====== DOCUMENT EXTRACT

It is true that evidence of motive is always relevant in the proof of a crime. Ross v. State, 676 N.E.2d 339, 346 (Ind.1996). In this case, however, Cook presented no such evidence. His contention that other patrons in the bar might have had a motive to kill Justice is not evidence. Indeed in his brief before this Court, Cook has neither argued nor shown that any of the bar patrons was aware that Justice at one time acted as a police informant or that any was even acquainted with him. The State presented the only evidence on this point during the hearing on the motion in limine. Testimony revealed that none of the State's witnesses who were present at the bar on the night of the shooting was the subject of the Guinn/Justice drug buys. Absent some evidence linking Justice to a third party, Cook's statement that someone else had a motive to kill Justice amounts to mere speculation.2

Motive aside, the question remains whether the confidential informant evidence was otherwise admissible. More precisely, was evidence of Justice's status as an informant relevant to show that a person other than Cook committed the crime? We conclude it was not. Evidence which tends to show someone else committed the crime logically makes it less probable that the defendant committed the crime, and thus meets the definition of relevance in Rule 401.3 Joyner v. State, 678 N.E.2d 386, 389 (Ind.1997). However, the mere fact of the victim's status as a police informant is not evidence tending to show that someone other than Cook committed the charged crime. In essence, evidence that Justice acted as an informant was not relevant, and the trial court properly excluded it.

============
====== MATERIAL SUPPLIED

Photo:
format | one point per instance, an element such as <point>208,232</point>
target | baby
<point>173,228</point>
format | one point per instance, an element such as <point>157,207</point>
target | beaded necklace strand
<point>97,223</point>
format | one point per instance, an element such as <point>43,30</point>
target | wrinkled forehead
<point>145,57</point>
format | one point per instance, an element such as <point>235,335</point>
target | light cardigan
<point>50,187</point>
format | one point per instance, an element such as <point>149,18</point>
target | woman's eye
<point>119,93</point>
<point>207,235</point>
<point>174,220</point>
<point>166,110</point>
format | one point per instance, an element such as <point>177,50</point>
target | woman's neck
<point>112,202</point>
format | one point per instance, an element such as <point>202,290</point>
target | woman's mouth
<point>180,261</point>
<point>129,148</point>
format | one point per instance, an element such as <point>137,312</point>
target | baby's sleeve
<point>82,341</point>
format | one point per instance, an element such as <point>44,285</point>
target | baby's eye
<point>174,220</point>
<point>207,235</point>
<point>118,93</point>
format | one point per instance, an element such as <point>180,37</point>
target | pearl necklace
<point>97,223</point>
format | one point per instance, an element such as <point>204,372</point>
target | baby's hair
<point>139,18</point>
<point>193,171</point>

============

→ **PROBLEMS TO SOLVE**
**1.** Please condense the paragraph of the court opinion excerpt that begins "Motive aside" into a short bulleted list that keeps its main facts.
**2.** Which case does the court opinion excerpt cite for the rule that evidence of motive is always relevant in the proof of a crime?
**3.** Reproduce the passage of the court opinion excerpt between "Motive aside, the" and "properly excluded it.", inclusive.

→ **EXERCISE RESPONSES**
**1.**
- The court asks whether the informant evidence was admissible apart from motive, specifically whether Justice's informant status was relevant to show that someone other than Cook committed the crime.
- The court concludes it was not.
- Under Rule 401, evidence tending to show that someone else committed the crime is relevant because it makes the defendant's guilt less probable (Joyner v. State, 678 N.E.2d 386, 389 (Ind.1997)).
- The mere fact that the victim was a police informant does not tend to show that someone other than Cook committed the charged crime.
- The evidence was therefore not relevant, and the trial court properly excluded it.

**2.** Ross v. State, 676 N.E.2d 339, 346 (Ind.1996).

**3.**
Motive aside, the question remains whether the confidential informant evidence was otherwise admissible. More precisely, was evidence of Justice's status as an informant relevant to show that a person other than Cook committed the crime? We conclude it was not. Evidence which tends to show someone else committed the crime logically makes it less probable that the defendant committed the crime, and thus meets the definition of relevance in Rule 401.3 Joyner v. State, 678 N.E.2d 386, 389 (Ind.1997). However, the mere fact of the victim's status as a police informant is not evidence tending to show that someone other than Cook committed the charged crime. In essence, evidence that Justice acted as an informant was not relevant, and the trial court properly excluded it.